■ Task to carry out ■
In the forum thread below about looking up values in a large file, turn the paragraph that begins "The sqldf package can read" into a short bulleted list that keeps its main facts.

■ Passage ■
——————

Skip to content

Value Lookup from File without Slurping

18 messages · Gundala Viswanath, Carlos J. Gil Bellosta, Simon Pickett +7 more

#
Dear all,

I have a repository file (let's call it repo.txt)
 that contain two columns like this:

# tag  value
AAA    0.2
AAT    0.3
AAC   0.02
AAG   0.02
ATA    0.3
ATT   0.7

Given another query vector
I would like to find the corresponding value for each query above,
yielding:

0.02
0.7

However, I want to avoid slurping whole repo.txt into an object (e.g. hash).
Is there any ways to do that?

The reason I want to do that because repo.txt is very2 large size
(milions of lines,
with tag length > 30 bp),  and my PC memory is too small to keep it.

- Gundala Viswanath
Jakarta - Indonesia
#
On Fri, 2009-01-16 at 18:02 +0900, Gundala Viswanath wrote:
Hello,

You can always store your repo.txt into a database, say, SQLite, and
select only the values you want via an SQL query.

Thus, you will prevent loading the full file into memory.

Best regards,

Carlos J. Gil Bellosta
http://www.datanalytics.com
#
you might try to iteratively read a limited number of line of lines in a
batch using readLines:

# filename, the name of your file
# n, the maximal count of lines to read in a batch
connection = file(filename, open="rt")
while (length(lines <- readLines(con=connection, n=n))) {
   # do your stuff here
}
close(connection)

?file
?readLines

vQ
Gundala Viswanath wrote:
#
The sqldf package can read a large file to a database without going
through R followed by extracting it.   The package makes it easier
to use RSQLite by setting up the database for you and after extracting
the portion you want removing the database automatically.  You can
specify all this in two lines: one to name the file and one to specify
the extraction using SQL. See the examples in example 6 on the
home page:

http://sqldf.googecode.com#Example_6._File_Input

On Fri, Jan 16, 2009 at 4:12 AM, Carlos J. Gil Bellosta
<cgb at datanalytics.com> wrote:
#
Hi all,

I want to calculate the number of unique observations of "y" in each level 
of "x" from my data frame "df".

——————

■ Material provided ■

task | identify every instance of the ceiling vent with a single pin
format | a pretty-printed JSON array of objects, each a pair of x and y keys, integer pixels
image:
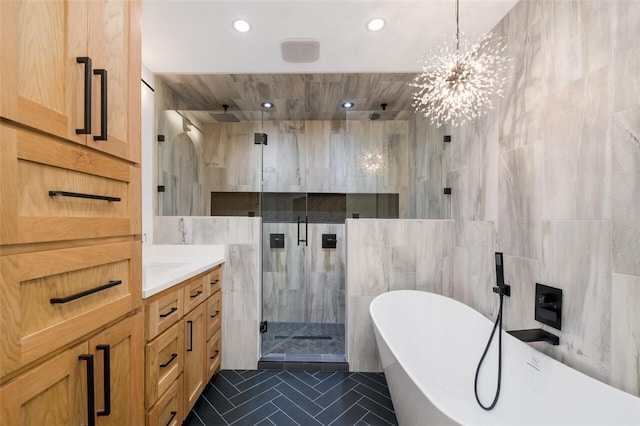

——————

■ Finished exercise ■
- The sqldf package can read a large file into a database without going through R, then extract the needed part.
- It makes RSQLite easier to use: it sets up the database for you and removes it automatically after extracting the portion you want.
- The whole job takes two lines: one to name the file and one to give the extraction in SQL.
- Example 6 on the package's home page shows how.